-- begin Document --

That doesn’t happen until the end of the episode, and although the kaiju brawl is exciting (if understandably not up the blockbuster level of Godzilla’s fight with Kong), it’s not the highlight of the episode. With all respect to both of the Russells, it’s Mari Yamamoto, who plays Keiko, who has been Monarch’s MVP, and her return is an effective one. Cate is shocked to see her grandmother alive and well — or as well as anybody can be when they’ve been stranded in a monster-filled domain inside of the earth. Keiko, in turn, is relieved to see Cate, who she thinks is part of a rescue party, but she really wants to see Billy. That’s a bit of a problem, because Billy has been dead for decades, though Keiko has no way of knowing that. Cate doesn’t fully explain the situation before she and Keiko find May and Shaw, who is hiding behind a tree rather than facing Keiko at first. She thinks that she’s only been down here for 57 days, and Shaw breaks the news to her that it’s actually been more than 50 years.

It’s a fairly gutting scene. Keiko’s instinct is to try to understand the time she’s lost using her scientific mind, talking about how the “gravitational distortion” probably led to “some ripping of space time,” but she’s clearly devastated as she tries to reckon with what she’s missed. Shaw emerges from the tree, overjoyed that Keiko is alive but upset that she’s feeling an even greater pain that he felt when he lost a mere 20 years during his stay in Axis Mundi. He then has to inform Keiko that Billy has died, and Keiko surely feels that she has lost everything. She has gained a granddaughter, though, as Cate finally introduces herself.

There isn’t too much time to wallow, as Shaw knows better than anyone that they can’t waste any time down there lest they lose another few decades. Luckily, Keiko has been incredibly resourceful during her time underground. She discovered the Titan lure that came down with the ill-fated Operation Hourglass that stranded Shaw in Axis Mundi, and she was able to reprogram it to send out an SOS, which we learn is the signal Barnes discovered underneath all the gamma rays. Shaw, however, wants her to reprogram it back to its original settings and for them to lug it to the site of Operation Hourglass’s crash landing. They’re going to lure a Titan from the surface down to them and then ride back up when the capsule gets sucked into the portal.

While they hike to where Shaw crashed 30 years ago, Shaw tells Keiko about the world. She missed the moon landing (so did Shaw, since he was also down there at the time). The world, he says, is still basically the same, and Monarch is still around thanks to Billy, who saved everything that the three of them built. It’s a nice sentiment for Keiko, although the show has failed to persuasively argue that Monarch is worthwhile or has really accomplished anything. Even when Shaw is telling Keiko about her son, we see these conflicting visions of what Monarch is. Hiroshi was part of Monarch, yes, but he had to set out on his own when Monarch wouldn’t let him follow in his parents’ footsteps.

-- end Document --
-- begin Supplied information --

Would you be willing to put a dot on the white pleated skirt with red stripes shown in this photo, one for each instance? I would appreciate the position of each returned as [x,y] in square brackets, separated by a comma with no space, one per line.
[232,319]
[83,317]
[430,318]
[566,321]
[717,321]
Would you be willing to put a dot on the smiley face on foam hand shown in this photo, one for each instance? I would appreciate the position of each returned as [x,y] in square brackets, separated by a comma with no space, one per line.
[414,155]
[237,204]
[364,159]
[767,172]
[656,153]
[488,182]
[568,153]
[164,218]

-- end Supplied information --
-- begin Supplied information --

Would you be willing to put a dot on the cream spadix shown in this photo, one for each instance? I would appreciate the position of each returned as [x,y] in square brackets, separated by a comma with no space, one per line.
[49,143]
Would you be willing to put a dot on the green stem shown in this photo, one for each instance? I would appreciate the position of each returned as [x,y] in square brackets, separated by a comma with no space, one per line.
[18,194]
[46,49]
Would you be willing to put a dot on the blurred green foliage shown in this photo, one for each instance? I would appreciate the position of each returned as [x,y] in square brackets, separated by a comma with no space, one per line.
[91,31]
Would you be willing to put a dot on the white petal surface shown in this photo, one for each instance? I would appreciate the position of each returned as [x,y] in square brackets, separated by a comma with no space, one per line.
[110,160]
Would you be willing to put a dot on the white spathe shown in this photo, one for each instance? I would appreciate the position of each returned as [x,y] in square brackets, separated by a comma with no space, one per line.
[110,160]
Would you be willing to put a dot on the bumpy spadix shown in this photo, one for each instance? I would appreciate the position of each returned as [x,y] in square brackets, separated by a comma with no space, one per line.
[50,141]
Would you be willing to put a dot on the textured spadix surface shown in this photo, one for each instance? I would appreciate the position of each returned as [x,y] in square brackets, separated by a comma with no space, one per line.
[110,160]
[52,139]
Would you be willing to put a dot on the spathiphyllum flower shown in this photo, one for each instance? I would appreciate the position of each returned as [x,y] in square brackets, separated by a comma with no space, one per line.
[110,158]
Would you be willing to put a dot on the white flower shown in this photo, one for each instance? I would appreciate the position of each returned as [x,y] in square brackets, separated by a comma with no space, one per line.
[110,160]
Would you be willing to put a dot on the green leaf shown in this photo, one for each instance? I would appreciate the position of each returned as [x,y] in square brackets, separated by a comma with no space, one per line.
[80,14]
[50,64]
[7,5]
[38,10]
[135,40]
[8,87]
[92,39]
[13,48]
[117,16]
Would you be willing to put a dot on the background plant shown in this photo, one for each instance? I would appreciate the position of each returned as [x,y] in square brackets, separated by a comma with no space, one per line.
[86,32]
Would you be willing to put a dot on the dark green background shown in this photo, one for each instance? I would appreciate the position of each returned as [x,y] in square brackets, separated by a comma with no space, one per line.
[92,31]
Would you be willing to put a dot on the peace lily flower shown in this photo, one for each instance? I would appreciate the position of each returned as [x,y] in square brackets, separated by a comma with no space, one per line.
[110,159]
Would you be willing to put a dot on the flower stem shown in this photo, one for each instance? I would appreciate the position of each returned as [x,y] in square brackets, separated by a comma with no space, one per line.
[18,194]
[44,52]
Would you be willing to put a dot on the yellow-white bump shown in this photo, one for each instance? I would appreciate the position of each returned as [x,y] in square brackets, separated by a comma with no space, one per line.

-- end Supplied information --
-- begin Supplied information --

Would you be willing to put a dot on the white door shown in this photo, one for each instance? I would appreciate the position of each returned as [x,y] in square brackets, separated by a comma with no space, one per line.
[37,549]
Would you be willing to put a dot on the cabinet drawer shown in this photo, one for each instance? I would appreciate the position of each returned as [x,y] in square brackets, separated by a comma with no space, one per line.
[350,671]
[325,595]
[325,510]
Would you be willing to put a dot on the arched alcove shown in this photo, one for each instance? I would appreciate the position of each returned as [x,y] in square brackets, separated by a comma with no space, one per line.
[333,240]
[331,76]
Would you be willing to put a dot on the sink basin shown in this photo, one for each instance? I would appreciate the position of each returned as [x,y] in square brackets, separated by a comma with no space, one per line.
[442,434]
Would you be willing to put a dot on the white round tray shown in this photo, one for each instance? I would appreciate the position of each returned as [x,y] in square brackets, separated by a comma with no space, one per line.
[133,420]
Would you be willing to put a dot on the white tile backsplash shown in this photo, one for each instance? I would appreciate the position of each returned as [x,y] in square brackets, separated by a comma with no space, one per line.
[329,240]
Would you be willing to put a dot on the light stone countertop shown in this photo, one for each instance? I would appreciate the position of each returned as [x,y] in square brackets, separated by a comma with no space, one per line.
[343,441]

-- end Supplied information --

## Requests
1) Using the episode review, list every span of time that it states with a number.
2) Write the next paragraph of the Monarch episode review, picking up after its last sentence.
The records have no role in this.

## Results of the exercise
1) 57 days; more than 50 years; 20 years; 30 years

2)
All of this is a lot for Keiko to handle. When they prepare to get into the capsule, she reveals that she plans on staying because her husband is dead and she missed out on her son growing up. It’s her granddaughter who convinces her to return to the surface, though. “These monsters have taken everything from me. No more,” Cate says. “This curse is broken. You still have work to do up there, and we need you.” Again, this is something that would perhaps be more effective if we as viewers had any sense of what present-day Monarch was actually accomplishing, but maybe that’s why they need Keiko.

Having convinced Keiko to return with them, the foursome get into the capsule and set off the Titan lure. Of course, it’s not that simple. Rather than summon a Titan from the surface, it gets the attention of one that was already in Axis Mundi. In the ensuing chaos, the cord plugging in the lure comes undone, and Shaw gets out to fix it. It remains to be seen whether or not Monarch will get a second season, but it was always a safe bet that Kurt Russell probably wasn’t going to be a series regular for too many seasons of an Apple TV+ monster show. So the instant he gets out of the capsule, it’s clear: Shaw is going to die, excusing the Russells from future MonsterVerse obligations. Ah well.

Shaw is able to plug the cable back in, setting off the lure again and bringing a Titan from the surface. And, who should come but the King of the Monsters himself! Godzilla and this batlike Titan start fighting in a brief but fittingly brutal struggle. Godzilla wins, obviously, ripping one of the bat’s wings off. Should Monarch have been more of this and less about, well, Monarch’s various machinations? It would probably have been a dumber show, but maybe that’s better than the alternative we got, as Monarch seems to be under the impression that all of its mystery boxes and twists and timelines are smarter than they really are.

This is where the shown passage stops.